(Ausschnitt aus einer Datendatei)
::::::::

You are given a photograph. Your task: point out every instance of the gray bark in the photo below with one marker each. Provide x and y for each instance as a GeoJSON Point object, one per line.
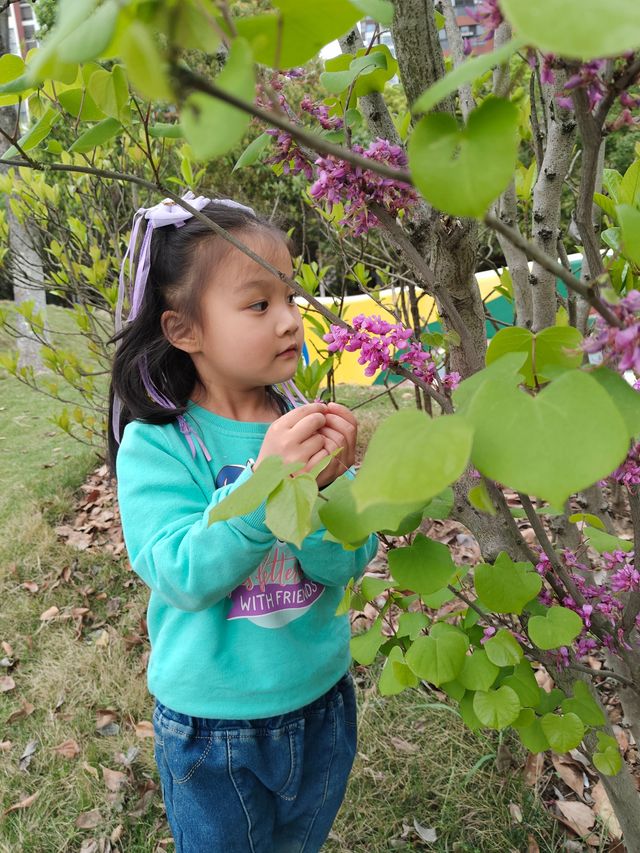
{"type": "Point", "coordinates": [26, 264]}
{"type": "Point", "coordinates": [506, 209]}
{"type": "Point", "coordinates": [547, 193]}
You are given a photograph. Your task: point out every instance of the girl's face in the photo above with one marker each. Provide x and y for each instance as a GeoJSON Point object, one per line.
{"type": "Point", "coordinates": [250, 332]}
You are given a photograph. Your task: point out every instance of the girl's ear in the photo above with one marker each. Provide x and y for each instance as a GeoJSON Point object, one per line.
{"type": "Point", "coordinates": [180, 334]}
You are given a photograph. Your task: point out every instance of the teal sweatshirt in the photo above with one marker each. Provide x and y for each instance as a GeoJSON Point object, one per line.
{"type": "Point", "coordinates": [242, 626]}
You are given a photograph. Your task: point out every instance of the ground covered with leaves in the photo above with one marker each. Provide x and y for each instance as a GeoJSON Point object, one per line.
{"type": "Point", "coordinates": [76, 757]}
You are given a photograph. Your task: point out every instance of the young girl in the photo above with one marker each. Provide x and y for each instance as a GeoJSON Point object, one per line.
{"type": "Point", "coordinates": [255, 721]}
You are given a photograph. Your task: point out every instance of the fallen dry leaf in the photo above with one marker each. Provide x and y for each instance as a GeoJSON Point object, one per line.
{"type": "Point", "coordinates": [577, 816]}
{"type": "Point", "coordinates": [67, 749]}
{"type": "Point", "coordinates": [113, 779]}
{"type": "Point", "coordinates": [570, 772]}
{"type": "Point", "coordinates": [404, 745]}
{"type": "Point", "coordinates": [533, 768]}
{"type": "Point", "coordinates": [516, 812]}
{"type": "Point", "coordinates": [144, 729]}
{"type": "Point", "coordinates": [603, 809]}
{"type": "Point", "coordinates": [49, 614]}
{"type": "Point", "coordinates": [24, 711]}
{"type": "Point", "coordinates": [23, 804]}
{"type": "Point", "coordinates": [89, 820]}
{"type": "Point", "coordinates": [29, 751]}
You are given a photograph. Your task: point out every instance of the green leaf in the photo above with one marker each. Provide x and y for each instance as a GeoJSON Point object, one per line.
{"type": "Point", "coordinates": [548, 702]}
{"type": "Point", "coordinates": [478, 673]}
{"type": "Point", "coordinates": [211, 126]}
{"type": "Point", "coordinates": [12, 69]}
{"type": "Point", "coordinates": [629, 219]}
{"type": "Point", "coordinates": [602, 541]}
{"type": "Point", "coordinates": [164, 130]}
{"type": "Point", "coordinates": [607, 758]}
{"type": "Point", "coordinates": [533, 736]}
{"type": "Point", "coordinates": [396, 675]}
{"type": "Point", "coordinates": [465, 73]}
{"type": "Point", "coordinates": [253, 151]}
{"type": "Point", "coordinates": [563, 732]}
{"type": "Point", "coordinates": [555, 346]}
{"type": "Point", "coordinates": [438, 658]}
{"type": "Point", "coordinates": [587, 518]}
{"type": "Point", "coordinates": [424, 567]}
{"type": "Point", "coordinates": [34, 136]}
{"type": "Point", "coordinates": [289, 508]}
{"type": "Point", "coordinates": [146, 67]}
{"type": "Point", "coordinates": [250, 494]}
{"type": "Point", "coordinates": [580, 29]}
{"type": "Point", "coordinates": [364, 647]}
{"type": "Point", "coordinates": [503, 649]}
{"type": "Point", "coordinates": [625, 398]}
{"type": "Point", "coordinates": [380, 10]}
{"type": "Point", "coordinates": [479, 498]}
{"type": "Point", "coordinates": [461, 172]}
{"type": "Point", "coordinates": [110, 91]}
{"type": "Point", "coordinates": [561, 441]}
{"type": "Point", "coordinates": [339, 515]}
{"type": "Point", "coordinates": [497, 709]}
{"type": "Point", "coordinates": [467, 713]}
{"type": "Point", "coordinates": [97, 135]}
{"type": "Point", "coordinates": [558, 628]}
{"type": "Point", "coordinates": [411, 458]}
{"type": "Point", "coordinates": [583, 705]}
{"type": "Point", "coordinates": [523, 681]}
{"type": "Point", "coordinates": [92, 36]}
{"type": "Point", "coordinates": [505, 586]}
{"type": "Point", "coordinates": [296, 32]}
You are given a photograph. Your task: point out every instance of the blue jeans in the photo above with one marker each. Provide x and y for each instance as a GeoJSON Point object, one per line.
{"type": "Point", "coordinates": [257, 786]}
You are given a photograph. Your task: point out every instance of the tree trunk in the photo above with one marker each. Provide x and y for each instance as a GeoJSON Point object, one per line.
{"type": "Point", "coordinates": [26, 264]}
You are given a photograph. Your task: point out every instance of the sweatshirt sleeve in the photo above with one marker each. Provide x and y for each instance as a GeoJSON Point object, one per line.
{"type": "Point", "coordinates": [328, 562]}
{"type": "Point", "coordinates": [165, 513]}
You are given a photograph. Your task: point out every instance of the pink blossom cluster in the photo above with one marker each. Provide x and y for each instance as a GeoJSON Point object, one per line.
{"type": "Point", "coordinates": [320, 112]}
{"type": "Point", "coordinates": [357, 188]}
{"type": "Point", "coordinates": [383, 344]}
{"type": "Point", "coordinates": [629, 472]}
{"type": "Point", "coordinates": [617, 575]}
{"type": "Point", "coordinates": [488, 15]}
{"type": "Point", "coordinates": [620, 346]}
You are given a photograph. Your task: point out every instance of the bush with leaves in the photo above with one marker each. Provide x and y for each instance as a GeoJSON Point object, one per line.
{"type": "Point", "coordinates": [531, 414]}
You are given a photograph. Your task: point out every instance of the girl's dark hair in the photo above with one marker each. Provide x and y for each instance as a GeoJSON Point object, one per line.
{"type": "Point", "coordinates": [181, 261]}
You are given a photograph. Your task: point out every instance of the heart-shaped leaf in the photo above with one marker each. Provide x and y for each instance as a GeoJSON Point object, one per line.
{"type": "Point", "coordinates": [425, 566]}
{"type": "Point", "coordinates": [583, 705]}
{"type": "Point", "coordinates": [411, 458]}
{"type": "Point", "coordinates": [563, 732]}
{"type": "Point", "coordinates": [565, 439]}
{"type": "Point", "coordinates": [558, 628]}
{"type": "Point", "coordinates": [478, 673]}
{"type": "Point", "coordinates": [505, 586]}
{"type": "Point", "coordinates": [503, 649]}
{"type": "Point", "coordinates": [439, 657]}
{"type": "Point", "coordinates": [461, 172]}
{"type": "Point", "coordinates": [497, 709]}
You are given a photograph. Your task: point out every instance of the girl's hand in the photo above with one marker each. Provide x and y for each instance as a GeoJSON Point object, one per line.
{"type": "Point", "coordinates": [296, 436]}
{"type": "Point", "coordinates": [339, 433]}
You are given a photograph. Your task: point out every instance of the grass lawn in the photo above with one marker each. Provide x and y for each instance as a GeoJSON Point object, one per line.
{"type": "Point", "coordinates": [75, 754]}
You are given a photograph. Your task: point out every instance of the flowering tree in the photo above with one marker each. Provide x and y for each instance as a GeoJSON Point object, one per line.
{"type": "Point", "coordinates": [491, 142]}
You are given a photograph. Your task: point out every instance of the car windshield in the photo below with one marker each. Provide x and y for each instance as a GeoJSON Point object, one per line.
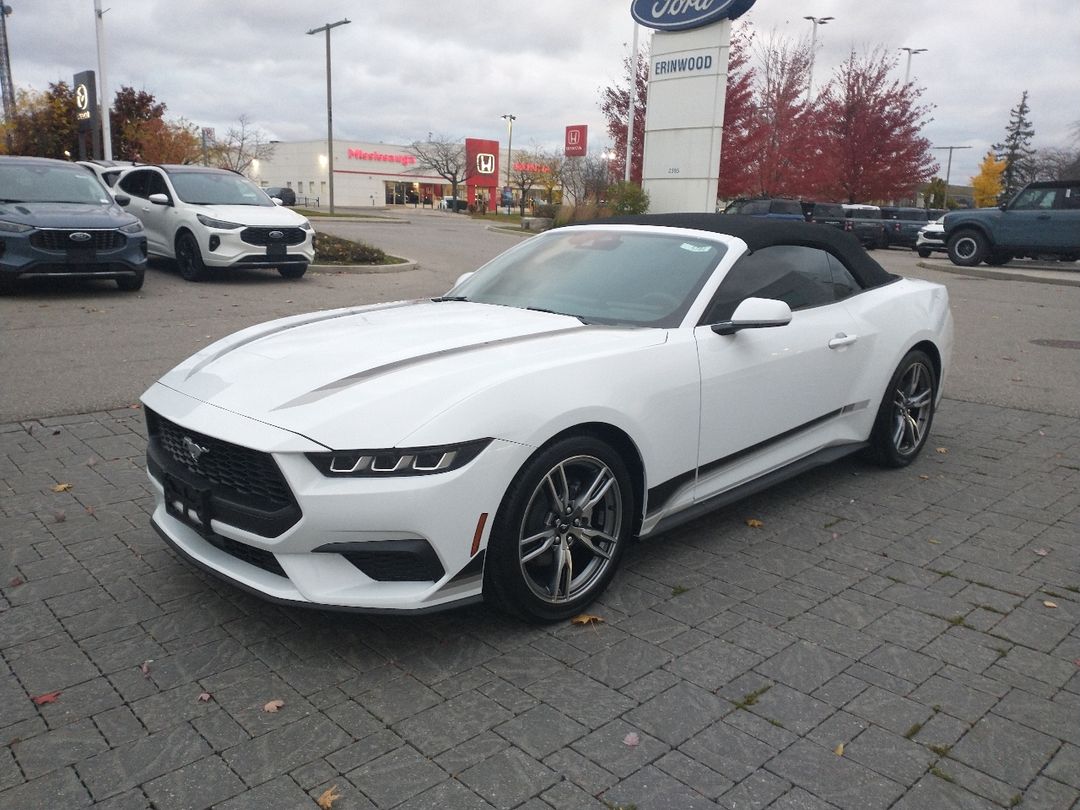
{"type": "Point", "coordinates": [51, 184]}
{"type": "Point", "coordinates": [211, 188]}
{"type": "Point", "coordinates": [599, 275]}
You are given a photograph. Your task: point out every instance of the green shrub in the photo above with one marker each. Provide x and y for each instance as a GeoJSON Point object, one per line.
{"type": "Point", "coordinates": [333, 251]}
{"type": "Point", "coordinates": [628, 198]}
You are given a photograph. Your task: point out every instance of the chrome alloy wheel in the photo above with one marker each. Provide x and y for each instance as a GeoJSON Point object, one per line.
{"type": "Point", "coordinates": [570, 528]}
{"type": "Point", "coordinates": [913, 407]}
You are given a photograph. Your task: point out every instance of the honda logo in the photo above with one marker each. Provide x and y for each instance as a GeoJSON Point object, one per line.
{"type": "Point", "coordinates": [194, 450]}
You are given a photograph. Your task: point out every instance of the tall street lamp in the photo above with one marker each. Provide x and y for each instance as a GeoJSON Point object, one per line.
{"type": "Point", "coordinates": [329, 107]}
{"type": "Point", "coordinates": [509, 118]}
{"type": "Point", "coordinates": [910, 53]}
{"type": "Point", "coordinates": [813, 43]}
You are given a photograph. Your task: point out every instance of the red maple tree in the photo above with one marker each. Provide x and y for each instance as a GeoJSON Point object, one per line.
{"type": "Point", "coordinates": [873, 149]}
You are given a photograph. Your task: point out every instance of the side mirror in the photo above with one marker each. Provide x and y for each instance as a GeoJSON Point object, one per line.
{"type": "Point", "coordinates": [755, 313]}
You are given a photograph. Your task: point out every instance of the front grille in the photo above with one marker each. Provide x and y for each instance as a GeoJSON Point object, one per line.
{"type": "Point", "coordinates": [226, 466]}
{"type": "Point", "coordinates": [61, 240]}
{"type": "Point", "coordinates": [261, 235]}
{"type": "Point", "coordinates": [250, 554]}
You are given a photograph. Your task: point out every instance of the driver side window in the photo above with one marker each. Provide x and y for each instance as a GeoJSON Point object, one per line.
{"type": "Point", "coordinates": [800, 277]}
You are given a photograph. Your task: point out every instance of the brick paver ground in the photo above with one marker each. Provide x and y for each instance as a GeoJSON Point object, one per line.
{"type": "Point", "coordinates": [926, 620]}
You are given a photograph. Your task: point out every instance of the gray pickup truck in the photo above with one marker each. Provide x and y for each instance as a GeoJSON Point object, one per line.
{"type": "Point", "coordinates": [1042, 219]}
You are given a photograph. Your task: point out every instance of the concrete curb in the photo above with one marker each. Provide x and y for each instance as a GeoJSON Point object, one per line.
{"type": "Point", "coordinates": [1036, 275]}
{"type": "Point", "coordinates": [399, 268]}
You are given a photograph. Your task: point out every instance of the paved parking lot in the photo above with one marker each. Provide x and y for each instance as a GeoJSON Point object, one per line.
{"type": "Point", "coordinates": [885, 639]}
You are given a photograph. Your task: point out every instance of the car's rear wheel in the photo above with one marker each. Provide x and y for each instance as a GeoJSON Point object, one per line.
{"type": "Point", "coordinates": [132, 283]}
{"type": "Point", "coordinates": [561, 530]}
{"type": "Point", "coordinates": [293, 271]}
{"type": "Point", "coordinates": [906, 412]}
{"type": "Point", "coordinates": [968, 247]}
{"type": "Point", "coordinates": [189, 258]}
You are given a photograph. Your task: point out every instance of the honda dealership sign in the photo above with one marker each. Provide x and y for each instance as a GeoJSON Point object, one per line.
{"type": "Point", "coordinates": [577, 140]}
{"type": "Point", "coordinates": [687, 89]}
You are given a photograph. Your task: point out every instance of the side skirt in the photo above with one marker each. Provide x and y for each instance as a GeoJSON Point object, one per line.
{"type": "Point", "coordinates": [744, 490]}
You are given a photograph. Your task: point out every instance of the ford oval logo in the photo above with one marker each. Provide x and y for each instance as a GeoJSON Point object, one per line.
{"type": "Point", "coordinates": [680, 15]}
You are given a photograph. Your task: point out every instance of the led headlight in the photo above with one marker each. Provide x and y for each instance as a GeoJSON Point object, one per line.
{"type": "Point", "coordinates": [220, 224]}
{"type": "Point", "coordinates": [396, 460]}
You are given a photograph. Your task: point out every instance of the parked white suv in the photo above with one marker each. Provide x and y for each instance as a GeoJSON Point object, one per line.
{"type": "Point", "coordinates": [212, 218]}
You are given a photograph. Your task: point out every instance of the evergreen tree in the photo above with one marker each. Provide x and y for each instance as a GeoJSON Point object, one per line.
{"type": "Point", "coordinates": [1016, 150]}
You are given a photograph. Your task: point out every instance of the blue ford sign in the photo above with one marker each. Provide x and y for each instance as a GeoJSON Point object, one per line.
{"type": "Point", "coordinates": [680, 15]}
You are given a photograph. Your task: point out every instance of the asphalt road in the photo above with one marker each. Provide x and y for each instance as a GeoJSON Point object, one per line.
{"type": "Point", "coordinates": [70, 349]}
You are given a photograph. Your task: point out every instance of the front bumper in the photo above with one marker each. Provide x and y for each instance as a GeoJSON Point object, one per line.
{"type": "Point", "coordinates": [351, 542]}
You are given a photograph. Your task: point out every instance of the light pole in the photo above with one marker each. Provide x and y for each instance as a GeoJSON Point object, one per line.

::::::::

Übertrage den Abschnitt, der mit der Zeile beginnt, die „the front bumper“ enthält, und bis zum Ende der Datensätze reicht, einschließlich dieser Zeile in eine Markdown-Tabelle mit den Spalten „Nr.“ und „Zeile“. Nummeriere die Zeilen in der Spalte „Nr.“ fortlaufend, und lass Leerzeilen weg.

| Nr. | Zeile |
|---|---|
| 1 | You are given a photograph. Your task: point out every instance of the front bumper in the photo above with one marker each. Provide x and y for each instance as a GeoJSON Point object, one per line. |
| 2 | {"type": "Point", "coordinates": [351, 542]} |
| 3 | You are given a photograph. Your task: point out every instance of the light pole in the photo above with one marker each. Provide x and y for each instance as a GeoJSON Point object, one per line. |